╭─ Extract

Windows 8.2 (Threshold) may bring back start menu

Who’d send his mom to the mall right when it opened so she could spend $50 of his hard-earned money on Pac-Man for the Atari 2600?

Yes, it’s been 31 years. No, I’m not over it yet. Bastards.

Why in the flying fucktastic would anyone WANT a unified OS across their desktop, tablet, phone, console, watch, microwave, iron and pocket screwdriver?

Let’s not pretend that a unified look and feel of OS across desktop and mobile computers is a brand new, surprising idea. Windows CE/Mobile tried to look a bit like Windows 98/XP, iOS tried to look a bit like OSX. Only quite recently have both Windows and IOS dropped the pretence that you’re running a windowed application on your smartphone.

I don’t even remember the specifics. I was helping my girlfriend at the time set up her new Laptop and just even knowing where to find the simplest of things was a chore. The minute you have to fight an operating system, it has failed.

The idea is that you are gradually introduced to the new way of handling things, so you’ll be ready when that’s the way you have to handle things. That’s why the desktop is still there. You are forced to use the Start Screen because, otherwise, you might never try out the new stuff. As the Start Menu was the least popular part of the OS (as confirmed by actual metrics of people not really using it), they thought they could get rid of it without a big reaction. They were wrong.

I’m not saying Microsoft did a good job with it, either. They should have integrated the desktop and tablet modes better, and used more of the desktop paradigm on their tablets. But the basic idea of leveraging the skills you’ve learned on one device to use on another is sound. That’s why everyone else is doing it.

Pretty much the only real problem with Windows 8 is that they seemed to be going in two directions at once. They were trying to unify the OS, while also redesigning the interface from the ground up. You can’t do both at the same time.

╰─

Exercises to complete:
#1 In the Windows 8 comments, why did Microsoft expect it could remove the Start Menu without much backlash?
#2 What do the Windows 8 comments call pretty much the only real problem with Windows 8?

╭─ Information given

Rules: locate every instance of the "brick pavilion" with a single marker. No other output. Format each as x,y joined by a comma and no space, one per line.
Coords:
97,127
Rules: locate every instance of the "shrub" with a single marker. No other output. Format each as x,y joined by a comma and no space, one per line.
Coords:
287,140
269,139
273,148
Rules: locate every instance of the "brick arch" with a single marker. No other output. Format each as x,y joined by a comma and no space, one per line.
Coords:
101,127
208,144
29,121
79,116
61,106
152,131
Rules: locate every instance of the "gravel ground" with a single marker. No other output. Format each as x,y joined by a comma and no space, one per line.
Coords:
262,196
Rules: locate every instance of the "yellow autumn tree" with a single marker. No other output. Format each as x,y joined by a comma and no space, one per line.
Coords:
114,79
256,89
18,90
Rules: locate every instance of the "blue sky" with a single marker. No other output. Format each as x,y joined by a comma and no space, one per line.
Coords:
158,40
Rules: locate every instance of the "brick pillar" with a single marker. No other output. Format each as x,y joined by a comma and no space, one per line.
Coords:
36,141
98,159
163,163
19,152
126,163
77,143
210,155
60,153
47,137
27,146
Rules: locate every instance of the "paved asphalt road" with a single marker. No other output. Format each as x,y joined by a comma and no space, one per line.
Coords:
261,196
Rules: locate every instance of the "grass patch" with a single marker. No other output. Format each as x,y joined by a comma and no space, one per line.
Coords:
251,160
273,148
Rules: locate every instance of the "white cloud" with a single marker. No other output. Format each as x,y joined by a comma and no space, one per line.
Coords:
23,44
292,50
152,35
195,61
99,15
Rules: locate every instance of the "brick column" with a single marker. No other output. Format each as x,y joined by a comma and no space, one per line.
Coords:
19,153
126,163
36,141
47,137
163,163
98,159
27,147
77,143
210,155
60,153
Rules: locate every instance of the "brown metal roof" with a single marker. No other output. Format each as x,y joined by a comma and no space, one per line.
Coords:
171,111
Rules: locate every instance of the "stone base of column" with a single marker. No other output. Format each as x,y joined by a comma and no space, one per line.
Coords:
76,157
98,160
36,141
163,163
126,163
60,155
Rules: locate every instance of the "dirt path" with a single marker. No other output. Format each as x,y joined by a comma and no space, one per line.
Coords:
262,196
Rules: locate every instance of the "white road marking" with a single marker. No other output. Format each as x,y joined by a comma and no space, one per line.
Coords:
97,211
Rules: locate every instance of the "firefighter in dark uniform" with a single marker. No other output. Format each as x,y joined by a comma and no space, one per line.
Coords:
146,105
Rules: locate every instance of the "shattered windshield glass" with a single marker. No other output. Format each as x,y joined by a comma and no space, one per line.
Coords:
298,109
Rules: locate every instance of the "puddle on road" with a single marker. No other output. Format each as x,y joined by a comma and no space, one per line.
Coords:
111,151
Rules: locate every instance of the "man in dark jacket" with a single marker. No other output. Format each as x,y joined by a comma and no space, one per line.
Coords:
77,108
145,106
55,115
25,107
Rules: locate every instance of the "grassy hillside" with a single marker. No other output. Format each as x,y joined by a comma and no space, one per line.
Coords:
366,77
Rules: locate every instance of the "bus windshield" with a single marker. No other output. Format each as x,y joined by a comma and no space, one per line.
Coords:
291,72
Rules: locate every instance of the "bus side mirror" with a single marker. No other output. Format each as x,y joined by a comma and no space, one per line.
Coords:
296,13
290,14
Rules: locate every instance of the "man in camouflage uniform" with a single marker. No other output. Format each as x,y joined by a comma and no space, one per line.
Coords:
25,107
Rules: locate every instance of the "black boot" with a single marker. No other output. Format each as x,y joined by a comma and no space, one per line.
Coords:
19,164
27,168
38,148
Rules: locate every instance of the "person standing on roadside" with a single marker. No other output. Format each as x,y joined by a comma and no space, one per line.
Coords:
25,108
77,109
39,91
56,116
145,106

╰─

Solutions below:
#1 The Start Menu was the least popular part of the OS, and actual metrics confirmed that people weren't really using it. Microsoft therefore assumed that getting rid of it wouldn't cause a big reaction.

#2 It seemed to be going in two directions at once, trying to unify the OS while also redesigning the interface from the ground up.